▶ [Image-grounded pointing data]
————————

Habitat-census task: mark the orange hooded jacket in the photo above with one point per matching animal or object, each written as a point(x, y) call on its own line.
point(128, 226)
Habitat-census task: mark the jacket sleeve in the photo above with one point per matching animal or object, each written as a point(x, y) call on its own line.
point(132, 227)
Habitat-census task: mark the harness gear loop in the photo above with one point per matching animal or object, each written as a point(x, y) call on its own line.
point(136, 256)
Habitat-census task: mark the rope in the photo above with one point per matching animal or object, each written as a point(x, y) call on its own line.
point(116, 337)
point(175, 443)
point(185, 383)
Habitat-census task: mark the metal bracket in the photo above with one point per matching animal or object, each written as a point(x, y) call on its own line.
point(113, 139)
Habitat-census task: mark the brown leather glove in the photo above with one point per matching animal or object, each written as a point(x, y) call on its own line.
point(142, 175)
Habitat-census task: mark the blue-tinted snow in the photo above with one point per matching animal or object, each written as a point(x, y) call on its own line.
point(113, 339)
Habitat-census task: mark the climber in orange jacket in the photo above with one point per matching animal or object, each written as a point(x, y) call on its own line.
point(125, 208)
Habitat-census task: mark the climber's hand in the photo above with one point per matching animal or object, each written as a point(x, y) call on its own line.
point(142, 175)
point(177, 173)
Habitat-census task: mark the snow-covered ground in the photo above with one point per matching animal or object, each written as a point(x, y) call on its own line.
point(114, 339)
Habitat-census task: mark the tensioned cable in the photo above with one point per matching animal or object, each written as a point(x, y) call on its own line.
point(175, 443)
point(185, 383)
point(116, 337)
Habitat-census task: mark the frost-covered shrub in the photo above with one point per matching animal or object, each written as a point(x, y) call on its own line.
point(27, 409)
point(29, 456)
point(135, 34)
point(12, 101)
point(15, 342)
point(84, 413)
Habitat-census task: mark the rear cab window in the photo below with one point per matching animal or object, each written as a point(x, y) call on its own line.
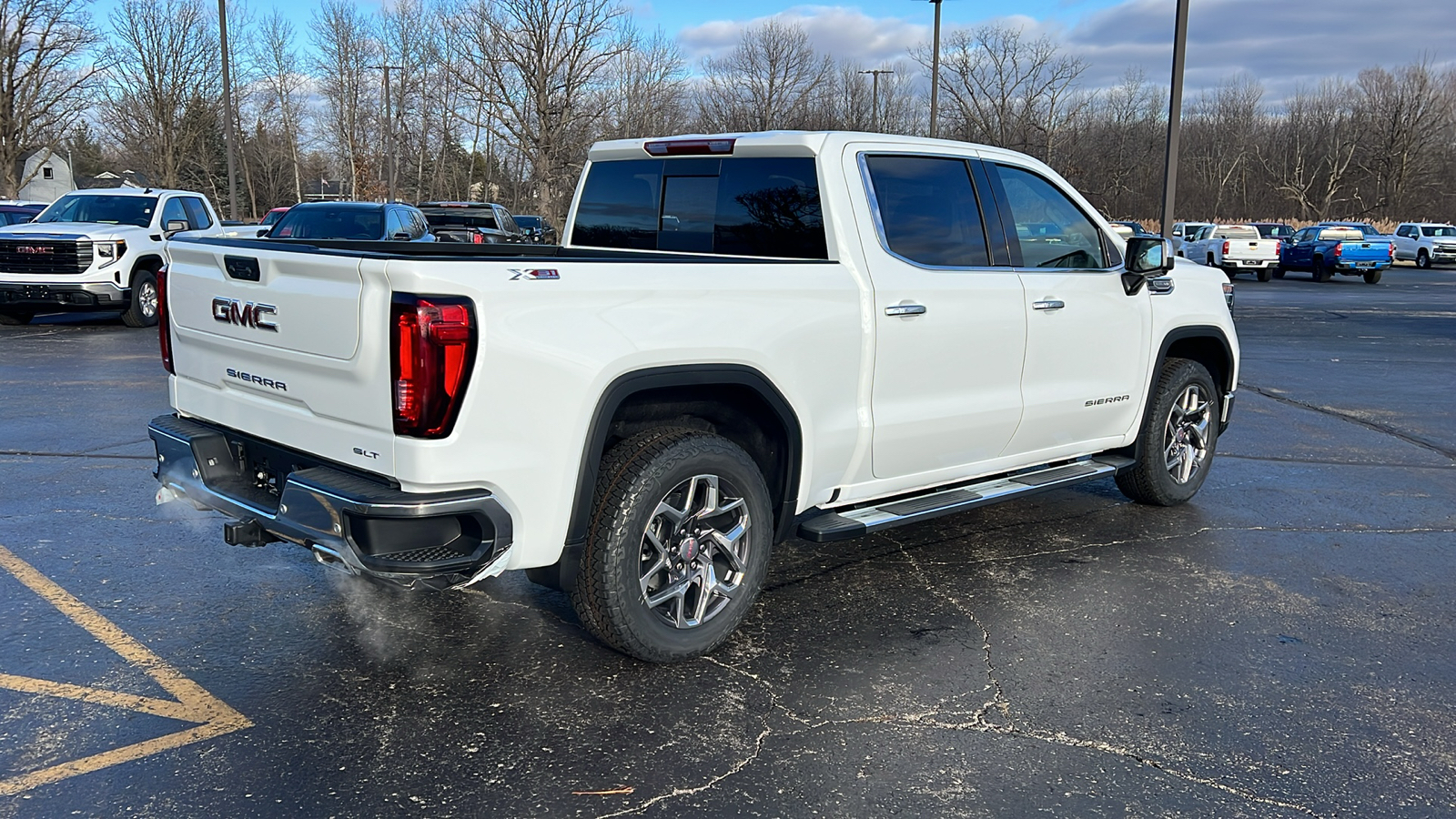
point(764, 207)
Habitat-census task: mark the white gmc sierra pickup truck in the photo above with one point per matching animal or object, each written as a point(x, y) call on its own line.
point(96, 249)
point(742, 339)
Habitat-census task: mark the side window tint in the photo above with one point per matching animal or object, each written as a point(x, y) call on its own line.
point(619, 205)
point(1053, 232)
point(197, 213)
point(174, 212)
point(393, 223)
point(771, 207)
point(928, 210)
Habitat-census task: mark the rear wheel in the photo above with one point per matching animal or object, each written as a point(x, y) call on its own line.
point(1320, 271)
point(677, 545)
point(1178, 438)
point(143, 308)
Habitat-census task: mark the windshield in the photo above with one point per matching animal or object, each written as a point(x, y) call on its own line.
point(101, 208)
point(331, 223)
point(462, 217)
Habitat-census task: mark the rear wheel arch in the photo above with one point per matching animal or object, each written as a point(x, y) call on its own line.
point(734, 401)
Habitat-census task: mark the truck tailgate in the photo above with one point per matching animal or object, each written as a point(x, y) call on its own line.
point(268, 341)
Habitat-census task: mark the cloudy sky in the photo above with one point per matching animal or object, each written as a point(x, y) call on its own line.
point(1281, 43)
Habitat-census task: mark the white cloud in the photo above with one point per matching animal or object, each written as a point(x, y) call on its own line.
point(1279, 43)
point(842, 33)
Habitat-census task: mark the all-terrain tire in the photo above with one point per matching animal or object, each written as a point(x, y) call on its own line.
point(143, 308)
point(1154, 480)
point(640, 477)
point(1320, 271)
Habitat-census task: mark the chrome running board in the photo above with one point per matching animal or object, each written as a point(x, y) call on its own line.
point(914, 509)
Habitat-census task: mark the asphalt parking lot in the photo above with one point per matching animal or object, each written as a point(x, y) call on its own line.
point(1279, 647)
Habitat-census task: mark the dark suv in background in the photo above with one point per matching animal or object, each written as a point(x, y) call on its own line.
point(480, 223)
point(538, 229)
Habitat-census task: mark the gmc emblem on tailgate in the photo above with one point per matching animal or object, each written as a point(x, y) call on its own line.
point(232, 310)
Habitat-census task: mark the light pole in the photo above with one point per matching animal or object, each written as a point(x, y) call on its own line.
point(935, 69)
point(228, 113)
point(1174, 116)
point(389, 136)
point(874, 98)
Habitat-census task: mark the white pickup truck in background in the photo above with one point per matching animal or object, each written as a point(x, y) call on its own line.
point(742, 339)
point(96, 249)
point(1426, 242)
point(1234, 249)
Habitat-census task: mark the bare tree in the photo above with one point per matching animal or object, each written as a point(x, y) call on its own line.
point(164, 89)
point(346, 48)
point(44, 79)
point(1402, 116)
point(281, 89)
point(1005, 89)
point(542, 65)
point(771, 79)
point(647, 92)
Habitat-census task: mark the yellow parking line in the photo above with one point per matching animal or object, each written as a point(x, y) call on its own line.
point(193, 702)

————————

▶ [ASSIGNMENT] Although the records above contain pictures, only their text is to be repeated, exactly as given.

▶ [FINISHED TASK]
Habitat-census task: mark the orange hooded jacket in the photo above with one point per matching animal or object, each written as a point(x, y) call on its own line.
point(128, 226)
Habitat-census task: mark the jacket sleeve in the photo above with one point per matching animal or object, each written as a point(x, y) call on its own line.
point(132, 227)
Habitat-census task: mark the harness gear loop in the photo above with one point per matching animal or object, each written as a point(x, y) call on its own line.
point(136, 256)
Habitat-census task: mark the rope in the photo above with one point per matching animal or object, each written as a point(x, y) call on its own line.
point(116, 337)
point(175, 443)
point(185, 383)
Habitat-census task: mark the metal bracket in the photo above with one point per matching animal or object, each written as a point(x, y) call on its own line.
point(113, 139)
Habitat-census task: mark the brown leather glove in the photo above with one point per matching animal or object, each written as a point(x, y) call on its own line.
point(142, 175)
Habitat-census task: mark the blue-tinted snow in the photo above with one point per matching animal or object, each written as a point(x, y) call on its own line.
point(113, 339)
Habitat-census task: mark the climber in orange jacket in the photo above with one point per matching animal or object, each written as a point(x, y) call on its own line.
point(125, 208)
Habitat-census task: mark the climber's hand in the photo above with one point per matching animal or object, each written as a point(x, y) call on its own line.
point(142, 175)
point(177, 173)
Habitat-census task: mark the snow-covered ground in the photo above with one point per matching animal or object, each written as a point(x, y) call on its own line.
point(114, 339)
Habitat-census task: mark the tensioned cable in the photo above with one point per matching animal or object, each written as a point(x, y) call on its own line.
point(175, 443)
point(185, 383)
point(116, 337)
Habitat-census task: mark the frost-covered shrub in the photo above with one point per matching animal or object, each written as a point(x, y) call on its own line.
point(27, 409)
point(29, 456)
point(135, 34)
point(12, 101)
point(15, 342)
point(84, 413)
Habitat-census task: mark the rear cab window in the photo below with one point per matching animal or object, each written as a point(x, y) call on its own line.
point(764, 207)
Habitat-census task: mark the white gmc sierra pickup truck in the photo above with one point per matching animal or object, each written as a point(x, y) call on its own line.
point(96, 249)
point(742, 339)
Habitat-census task: mark the side window tint in the photo above with one point per matching animal or object, each written as a point(x, y) call on its own line.
point(619, 205)
point(1053, 232)
point(197, 213)
point(174, 212)
point(393, 223)
point(771, 207)
point(928, 210)
Habitat-census task: mark the rear wheel in the photo above with one point per matching animal or object, each written as a point(x, y) call on its own line.
point(1320, 271)
point(677, 545)
point(1178, 438)
point(143, 308)
Habitat-census task: mark the windshield in the photo above with one point per matching animal or object, each written as a point(x, y) call on its own line.
point(101, 208)
point(331, 223)
point(462, 217)
Habitat-census task: mark the rear wheel arch in the photo above with one point per matching animal or object, each written as a point(x, y) call on its own line.
point(734, 401)
Habitat-census task: mark the truck tailgate in the photo above with one point per matching animal or object, each written as a point(x, y) call on its own line.
point(268, 341)
Habitat-census task: mark the cloudy sky in the photo above with one point per matching animal or object, each written as a point(x, y) call on its own line.
point(1281, 43)
Habitat-census task: mark the white cloud in the photo above with one point per matching animal or object, each written as a point(x, y) call on its own line.
point(1279, 43)
point(842, 33)
Habitat-census task: mark the all-terrain tire in the photo above with one point per matching animal or object, each written as a point(x, y) call on its own line.
point(143, 308)
point(1154, 480)
point(640, 477)
point(1320, 271)
Habitat-census task: mark the chrome running board in the photo above with one point per matching animal or object, each written as a point(x, y) call on its own line.
point(914, 509)
Habitat-census task: mark the asphalt parking lot in the photo above with one point per matching animal or object, each written as a point(x, y) call on its own line.
point(1279, 647)
Habitat-census task: mark the dark suv in background in the photo above with one point per matching animal or object, each written as a point(x, y) call on its own line.
point(480, 223)
point(538, 229)
Habitat-census task: mark the gmc emblem on tailgate in the photo above with one point per matching animal or object, each written as a point(x, y) call on its own line.
point(232, 310)
Habitat-census task: mark the light pole in the photo above with one point per matching animal or object, each written as a point(x, y) call on its own line.
point(935, 69)
point(228, 113)
point(1174, 116)
point(389, 136)
point(874, 98)
Habitat-census task: mark the white pickup truck in background in the photo above with one point per matching animal or object, each written as a point(x, y) call on its own line.
point(742, 339)
point(96, 249)
point(1426, 242)
point(1234, 249)
Habitat-census task: mark the bare tree in the photo above with one point per matching animal or object, each written as a point(x, y) call on its own line.
point(164, 89)
point(346, 48)
point(44, 79)
point(1402, 116)
point(281, 89)
point(1005, 89)
point(542, 65)
point(771, 79)
point(647, 92)
Habitat-census task: mark the yellow parking line in the photo above with one point per matching animal or object, each written as a point(x, y) call on its own line.
point(193, 702)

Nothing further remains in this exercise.